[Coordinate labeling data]
__________

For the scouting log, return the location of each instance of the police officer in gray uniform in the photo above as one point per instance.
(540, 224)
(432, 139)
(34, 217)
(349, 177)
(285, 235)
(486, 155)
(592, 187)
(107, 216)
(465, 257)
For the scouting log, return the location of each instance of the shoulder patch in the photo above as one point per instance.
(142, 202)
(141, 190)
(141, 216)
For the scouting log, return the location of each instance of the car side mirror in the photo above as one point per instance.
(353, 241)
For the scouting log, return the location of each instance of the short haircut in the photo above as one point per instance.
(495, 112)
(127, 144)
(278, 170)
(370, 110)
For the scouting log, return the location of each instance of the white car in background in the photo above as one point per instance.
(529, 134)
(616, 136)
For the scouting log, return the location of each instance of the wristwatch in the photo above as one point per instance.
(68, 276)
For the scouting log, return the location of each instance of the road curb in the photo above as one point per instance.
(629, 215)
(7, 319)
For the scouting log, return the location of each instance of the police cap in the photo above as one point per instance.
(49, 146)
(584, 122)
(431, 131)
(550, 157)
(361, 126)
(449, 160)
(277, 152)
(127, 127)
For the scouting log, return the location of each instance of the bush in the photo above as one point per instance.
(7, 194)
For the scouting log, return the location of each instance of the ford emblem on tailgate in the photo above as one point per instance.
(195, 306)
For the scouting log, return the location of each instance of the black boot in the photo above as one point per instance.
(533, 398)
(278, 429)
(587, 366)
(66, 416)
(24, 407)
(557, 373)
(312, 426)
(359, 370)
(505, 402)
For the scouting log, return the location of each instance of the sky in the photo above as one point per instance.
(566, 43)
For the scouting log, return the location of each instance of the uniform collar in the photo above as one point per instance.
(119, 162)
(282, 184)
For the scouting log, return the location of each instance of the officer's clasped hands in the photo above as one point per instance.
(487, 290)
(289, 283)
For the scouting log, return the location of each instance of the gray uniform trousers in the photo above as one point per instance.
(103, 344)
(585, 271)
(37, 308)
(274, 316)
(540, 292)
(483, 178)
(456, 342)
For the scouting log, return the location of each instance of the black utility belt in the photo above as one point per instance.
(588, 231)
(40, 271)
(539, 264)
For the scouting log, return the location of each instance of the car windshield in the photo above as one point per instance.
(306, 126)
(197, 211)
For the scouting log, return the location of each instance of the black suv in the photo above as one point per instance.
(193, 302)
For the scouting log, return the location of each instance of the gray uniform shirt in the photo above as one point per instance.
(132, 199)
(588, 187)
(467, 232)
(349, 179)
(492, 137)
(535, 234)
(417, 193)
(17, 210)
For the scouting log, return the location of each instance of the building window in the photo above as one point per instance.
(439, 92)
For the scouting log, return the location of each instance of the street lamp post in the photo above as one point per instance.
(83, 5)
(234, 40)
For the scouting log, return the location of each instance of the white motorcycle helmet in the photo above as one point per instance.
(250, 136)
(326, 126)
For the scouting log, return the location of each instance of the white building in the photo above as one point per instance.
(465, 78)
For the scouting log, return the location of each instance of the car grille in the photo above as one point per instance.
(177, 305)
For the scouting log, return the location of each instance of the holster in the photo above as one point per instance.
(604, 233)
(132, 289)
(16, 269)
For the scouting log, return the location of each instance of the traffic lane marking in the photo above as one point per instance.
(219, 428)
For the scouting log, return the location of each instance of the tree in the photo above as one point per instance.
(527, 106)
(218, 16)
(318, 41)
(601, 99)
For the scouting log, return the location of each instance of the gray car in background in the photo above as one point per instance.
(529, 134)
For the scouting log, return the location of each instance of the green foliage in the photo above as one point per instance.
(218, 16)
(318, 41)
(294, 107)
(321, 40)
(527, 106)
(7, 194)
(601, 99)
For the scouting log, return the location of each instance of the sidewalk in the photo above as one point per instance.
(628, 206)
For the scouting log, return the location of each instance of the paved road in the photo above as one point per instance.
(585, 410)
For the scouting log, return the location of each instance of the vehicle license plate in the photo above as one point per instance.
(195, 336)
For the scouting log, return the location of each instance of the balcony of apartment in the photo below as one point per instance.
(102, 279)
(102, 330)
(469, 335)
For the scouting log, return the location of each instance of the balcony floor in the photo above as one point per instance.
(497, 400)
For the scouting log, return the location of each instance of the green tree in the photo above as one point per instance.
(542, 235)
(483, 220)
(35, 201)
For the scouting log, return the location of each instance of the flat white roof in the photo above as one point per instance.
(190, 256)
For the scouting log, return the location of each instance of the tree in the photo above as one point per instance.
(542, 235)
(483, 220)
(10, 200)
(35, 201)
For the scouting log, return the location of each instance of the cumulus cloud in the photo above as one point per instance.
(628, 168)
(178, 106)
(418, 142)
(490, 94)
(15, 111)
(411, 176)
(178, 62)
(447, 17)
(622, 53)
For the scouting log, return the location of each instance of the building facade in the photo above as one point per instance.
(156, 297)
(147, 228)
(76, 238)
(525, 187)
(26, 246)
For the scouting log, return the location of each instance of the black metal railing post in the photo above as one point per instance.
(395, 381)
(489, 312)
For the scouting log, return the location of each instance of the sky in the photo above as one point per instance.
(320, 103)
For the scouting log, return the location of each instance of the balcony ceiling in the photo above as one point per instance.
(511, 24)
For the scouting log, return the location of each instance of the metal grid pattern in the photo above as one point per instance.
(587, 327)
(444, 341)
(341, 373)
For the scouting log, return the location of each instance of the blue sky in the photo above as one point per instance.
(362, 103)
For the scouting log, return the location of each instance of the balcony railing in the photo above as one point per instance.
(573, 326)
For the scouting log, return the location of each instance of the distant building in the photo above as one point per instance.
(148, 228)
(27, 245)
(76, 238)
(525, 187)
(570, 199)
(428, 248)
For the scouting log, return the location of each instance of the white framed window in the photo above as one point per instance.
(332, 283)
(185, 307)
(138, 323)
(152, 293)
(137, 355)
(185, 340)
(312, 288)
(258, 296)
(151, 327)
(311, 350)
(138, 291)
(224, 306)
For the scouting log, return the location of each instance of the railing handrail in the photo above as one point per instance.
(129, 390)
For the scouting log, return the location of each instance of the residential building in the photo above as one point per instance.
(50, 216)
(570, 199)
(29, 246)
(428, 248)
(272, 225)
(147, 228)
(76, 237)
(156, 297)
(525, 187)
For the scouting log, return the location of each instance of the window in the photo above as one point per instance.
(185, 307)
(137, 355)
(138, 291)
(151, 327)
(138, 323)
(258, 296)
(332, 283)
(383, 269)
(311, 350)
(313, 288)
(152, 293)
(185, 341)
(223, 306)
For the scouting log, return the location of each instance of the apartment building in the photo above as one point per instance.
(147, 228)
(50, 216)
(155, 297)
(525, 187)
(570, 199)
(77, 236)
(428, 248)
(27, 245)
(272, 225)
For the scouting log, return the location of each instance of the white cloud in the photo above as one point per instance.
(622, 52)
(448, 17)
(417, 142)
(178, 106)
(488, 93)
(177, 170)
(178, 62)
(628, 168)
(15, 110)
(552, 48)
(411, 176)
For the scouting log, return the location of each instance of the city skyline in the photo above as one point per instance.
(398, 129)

__________

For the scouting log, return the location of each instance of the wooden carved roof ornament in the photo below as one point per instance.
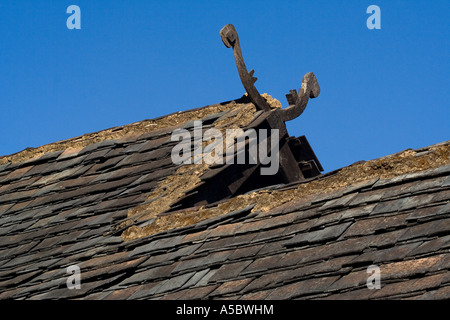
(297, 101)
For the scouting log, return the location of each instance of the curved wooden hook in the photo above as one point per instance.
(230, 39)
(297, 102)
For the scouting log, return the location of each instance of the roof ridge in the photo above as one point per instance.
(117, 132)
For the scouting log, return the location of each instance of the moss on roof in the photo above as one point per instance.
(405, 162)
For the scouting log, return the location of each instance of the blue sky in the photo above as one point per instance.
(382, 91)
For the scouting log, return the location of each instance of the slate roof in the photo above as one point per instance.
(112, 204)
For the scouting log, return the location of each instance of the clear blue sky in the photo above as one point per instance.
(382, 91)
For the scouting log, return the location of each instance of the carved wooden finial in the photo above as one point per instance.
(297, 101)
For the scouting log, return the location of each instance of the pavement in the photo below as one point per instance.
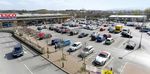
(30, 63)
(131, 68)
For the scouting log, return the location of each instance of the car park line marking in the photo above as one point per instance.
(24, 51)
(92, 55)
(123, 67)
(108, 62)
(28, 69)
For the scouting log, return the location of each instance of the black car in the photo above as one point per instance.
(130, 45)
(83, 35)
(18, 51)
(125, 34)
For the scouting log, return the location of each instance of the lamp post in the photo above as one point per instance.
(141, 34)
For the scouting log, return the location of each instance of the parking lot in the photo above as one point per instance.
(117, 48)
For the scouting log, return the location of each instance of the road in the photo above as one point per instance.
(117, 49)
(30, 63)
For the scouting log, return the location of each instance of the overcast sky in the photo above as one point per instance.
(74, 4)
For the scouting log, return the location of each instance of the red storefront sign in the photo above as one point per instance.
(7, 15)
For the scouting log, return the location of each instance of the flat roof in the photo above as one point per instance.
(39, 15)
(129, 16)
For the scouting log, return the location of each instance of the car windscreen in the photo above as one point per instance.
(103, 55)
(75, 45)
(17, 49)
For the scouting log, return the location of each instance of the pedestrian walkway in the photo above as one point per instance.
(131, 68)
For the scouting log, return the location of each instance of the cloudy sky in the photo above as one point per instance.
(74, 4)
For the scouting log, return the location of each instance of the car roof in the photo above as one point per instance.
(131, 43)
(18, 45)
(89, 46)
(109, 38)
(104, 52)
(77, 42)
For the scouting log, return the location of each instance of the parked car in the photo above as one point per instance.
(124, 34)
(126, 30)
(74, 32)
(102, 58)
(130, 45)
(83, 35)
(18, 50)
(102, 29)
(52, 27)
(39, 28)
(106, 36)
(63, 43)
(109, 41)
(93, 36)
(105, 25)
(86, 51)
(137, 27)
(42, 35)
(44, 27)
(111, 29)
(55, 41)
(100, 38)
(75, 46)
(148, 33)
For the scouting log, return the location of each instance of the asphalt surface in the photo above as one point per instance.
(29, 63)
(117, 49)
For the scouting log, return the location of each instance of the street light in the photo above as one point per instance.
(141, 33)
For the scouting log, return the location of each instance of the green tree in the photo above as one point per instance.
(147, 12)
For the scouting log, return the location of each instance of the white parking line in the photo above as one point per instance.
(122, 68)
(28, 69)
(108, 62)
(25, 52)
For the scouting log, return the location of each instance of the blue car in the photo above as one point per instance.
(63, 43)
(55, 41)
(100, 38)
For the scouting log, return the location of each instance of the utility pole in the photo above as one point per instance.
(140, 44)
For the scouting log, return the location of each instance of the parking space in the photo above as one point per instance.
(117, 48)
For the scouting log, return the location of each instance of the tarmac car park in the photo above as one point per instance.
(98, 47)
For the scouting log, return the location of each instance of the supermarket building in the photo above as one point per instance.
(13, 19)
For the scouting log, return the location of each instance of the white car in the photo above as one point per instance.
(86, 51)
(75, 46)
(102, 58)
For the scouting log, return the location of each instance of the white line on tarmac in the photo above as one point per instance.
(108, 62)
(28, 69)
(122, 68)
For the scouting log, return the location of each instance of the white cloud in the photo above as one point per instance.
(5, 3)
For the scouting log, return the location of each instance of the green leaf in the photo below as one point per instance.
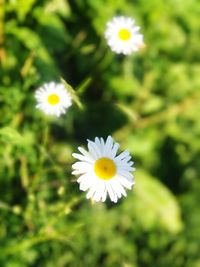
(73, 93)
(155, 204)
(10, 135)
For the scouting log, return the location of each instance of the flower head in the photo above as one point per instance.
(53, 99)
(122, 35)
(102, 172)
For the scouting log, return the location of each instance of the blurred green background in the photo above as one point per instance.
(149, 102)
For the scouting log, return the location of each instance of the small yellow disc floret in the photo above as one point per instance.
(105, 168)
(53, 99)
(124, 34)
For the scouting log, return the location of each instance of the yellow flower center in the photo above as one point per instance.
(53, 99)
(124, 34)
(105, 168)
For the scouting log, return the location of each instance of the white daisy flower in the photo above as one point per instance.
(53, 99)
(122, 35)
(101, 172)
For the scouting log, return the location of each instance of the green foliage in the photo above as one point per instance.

__________

> [Problem]: Locate every line in the rows above that contains the word "tarmac", and copy each of those lines. Case counts.

> [The reply]:
For the scouting log, return the location of each instance of the tarmac car park in the photo above as one point per instance.
For the scouting log, return the location of each instance of the white line on tarmac in the photo above as one point per instance.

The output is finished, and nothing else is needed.